Direction = Please list every line in the entries below that contains the word "knit", copying each such line in full.

Records provided =
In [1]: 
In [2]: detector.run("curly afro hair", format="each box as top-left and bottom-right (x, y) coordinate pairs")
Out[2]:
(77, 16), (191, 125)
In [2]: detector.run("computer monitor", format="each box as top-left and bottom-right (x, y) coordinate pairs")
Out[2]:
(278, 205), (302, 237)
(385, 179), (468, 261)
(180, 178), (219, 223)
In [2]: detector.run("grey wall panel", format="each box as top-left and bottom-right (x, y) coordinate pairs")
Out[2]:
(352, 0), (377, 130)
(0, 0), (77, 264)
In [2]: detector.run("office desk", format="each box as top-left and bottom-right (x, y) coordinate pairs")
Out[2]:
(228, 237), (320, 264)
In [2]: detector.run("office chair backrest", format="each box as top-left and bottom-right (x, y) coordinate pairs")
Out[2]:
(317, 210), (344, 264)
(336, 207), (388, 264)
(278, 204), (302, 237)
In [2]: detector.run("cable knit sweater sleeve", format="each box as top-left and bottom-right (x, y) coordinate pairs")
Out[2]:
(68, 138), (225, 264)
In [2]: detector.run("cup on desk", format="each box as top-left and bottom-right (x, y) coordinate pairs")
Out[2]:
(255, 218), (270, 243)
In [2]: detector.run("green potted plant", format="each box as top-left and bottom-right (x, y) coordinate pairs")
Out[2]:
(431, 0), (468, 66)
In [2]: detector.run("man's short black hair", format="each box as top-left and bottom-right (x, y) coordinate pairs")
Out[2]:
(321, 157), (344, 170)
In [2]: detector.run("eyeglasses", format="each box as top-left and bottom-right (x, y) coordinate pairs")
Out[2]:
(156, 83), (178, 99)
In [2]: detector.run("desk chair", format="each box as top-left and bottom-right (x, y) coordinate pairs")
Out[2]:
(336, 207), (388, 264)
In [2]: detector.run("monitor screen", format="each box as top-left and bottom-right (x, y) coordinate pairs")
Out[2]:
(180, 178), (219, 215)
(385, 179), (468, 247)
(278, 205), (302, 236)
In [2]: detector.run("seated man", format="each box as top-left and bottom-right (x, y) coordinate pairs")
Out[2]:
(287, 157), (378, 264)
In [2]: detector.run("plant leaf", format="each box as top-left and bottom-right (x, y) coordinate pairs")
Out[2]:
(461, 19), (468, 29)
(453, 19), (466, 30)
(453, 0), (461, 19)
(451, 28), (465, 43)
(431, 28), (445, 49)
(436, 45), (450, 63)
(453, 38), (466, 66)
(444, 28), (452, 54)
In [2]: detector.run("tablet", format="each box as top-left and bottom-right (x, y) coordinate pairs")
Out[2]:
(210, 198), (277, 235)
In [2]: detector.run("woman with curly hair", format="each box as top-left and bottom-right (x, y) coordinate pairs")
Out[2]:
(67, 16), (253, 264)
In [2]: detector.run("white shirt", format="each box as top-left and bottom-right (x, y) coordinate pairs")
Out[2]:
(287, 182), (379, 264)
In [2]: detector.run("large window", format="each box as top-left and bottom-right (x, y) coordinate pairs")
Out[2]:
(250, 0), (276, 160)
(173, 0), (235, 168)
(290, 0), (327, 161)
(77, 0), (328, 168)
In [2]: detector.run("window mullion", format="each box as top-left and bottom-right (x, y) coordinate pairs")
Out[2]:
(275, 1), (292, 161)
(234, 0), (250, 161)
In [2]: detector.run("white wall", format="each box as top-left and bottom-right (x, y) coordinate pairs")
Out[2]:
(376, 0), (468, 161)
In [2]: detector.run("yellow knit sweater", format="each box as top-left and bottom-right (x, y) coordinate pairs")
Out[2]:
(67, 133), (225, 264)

The solution =
In [2]: detector.run("cable knit sweater sleeve", format="each box as top-left and bottom-right (x, y) coordinate pairs")
In [2]: detector.run("yellow knit sweater", format="each box as top-left and bottom-right (x, y) coordinate pairs")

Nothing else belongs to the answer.